What the exercise asks
Return the passage of the optimization post below from "Again, as the" to "solution is fine)?", copied word for word.

Page text
---
I've been working on an optimization problem that is almost a semi-definite program (SDP) barring a sum of squares constraint (expressed as under) which is making it a non-convex problem: \begin{equation} \sum_{i,j}x_{ij}^2 = 1 \end{equation}
As a preliminary approach to solving this, we can re-write the above constraint in the equivalent form: \begin{equation} \sum_{i,j}x_{ij}^2 \leq 1 \\ \sum_{i,j}x_{ij}^2 \geq 1 \end{equation} and then approximate the second constraint i.e. $\sum_{i,j}x_{ij}^2 \geq 1$ in some way that lower bounds the absolute values $|x_{ij}|$.
Again, as the right lower bounds on $|x_{ij}|$ are difficult to figure, is there any possible work around to solve the main problem with or without using the idea presented above (even an approximate solution is fine)?
A few points to be noted:
- Relaxing the constraint isn't giving anything useful in my particular case.
- The main constraint i.e. $\sum_{i,j}x_{ij}^2 = 1$ is an equivalent replacement for a relatively intractable constraint $\text{rank}(X) = 1$ as the sum-of-squares form looked a tad more tractable but an approach in either of these two directions should be fine.
- Trying to avoid black-box optimization techniques such as genetic algorithm, simulated annealing so a classical approach would be the suit best here.
---
Provided records
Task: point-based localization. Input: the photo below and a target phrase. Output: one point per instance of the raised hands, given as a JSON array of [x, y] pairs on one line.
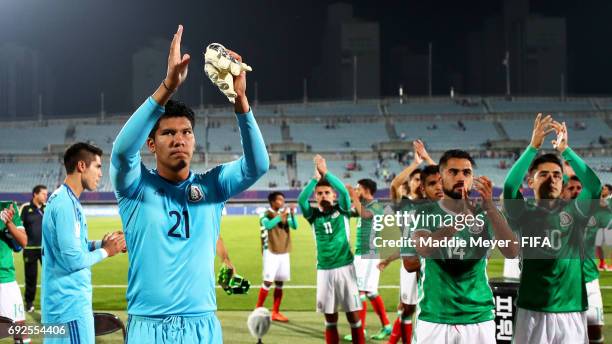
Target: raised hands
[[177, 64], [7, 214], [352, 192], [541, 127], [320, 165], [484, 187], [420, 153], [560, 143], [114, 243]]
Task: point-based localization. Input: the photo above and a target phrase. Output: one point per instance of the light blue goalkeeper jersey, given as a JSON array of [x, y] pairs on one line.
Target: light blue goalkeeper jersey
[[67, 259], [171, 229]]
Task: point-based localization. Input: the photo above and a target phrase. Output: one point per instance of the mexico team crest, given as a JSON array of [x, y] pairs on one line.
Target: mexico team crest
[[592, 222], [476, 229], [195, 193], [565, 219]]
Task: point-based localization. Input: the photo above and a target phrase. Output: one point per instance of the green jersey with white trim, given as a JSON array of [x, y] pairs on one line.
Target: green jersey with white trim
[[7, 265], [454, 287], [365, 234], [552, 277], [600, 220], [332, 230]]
---
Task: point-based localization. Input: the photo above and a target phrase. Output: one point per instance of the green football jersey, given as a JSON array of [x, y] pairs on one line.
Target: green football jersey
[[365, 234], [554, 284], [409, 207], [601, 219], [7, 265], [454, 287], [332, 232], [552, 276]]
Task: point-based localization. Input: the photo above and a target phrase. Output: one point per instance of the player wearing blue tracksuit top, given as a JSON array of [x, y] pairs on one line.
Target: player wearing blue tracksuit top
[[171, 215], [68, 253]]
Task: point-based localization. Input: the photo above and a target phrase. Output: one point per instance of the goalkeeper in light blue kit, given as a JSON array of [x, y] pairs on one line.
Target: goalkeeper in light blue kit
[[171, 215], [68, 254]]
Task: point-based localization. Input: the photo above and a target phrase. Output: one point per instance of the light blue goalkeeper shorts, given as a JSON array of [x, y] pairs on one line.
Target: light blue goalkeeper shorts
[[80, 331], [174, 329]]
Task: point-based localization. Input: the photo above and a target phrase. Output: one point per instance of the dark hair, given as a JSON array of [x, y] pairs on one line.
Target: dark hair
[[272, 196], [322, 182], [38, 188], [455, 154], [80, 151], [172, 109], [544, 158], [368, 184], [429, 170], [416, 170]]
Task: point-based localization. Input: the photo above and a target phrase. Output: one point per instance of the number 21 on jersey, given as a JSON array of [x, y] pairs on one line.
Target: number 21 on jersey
---
Task response
Again, as the right lower bounds on $|x_{ij}|$ are difficult to figure, is there any possible work around to solve the main problem with or without using the idea presented above (even an approximate solution is fine)?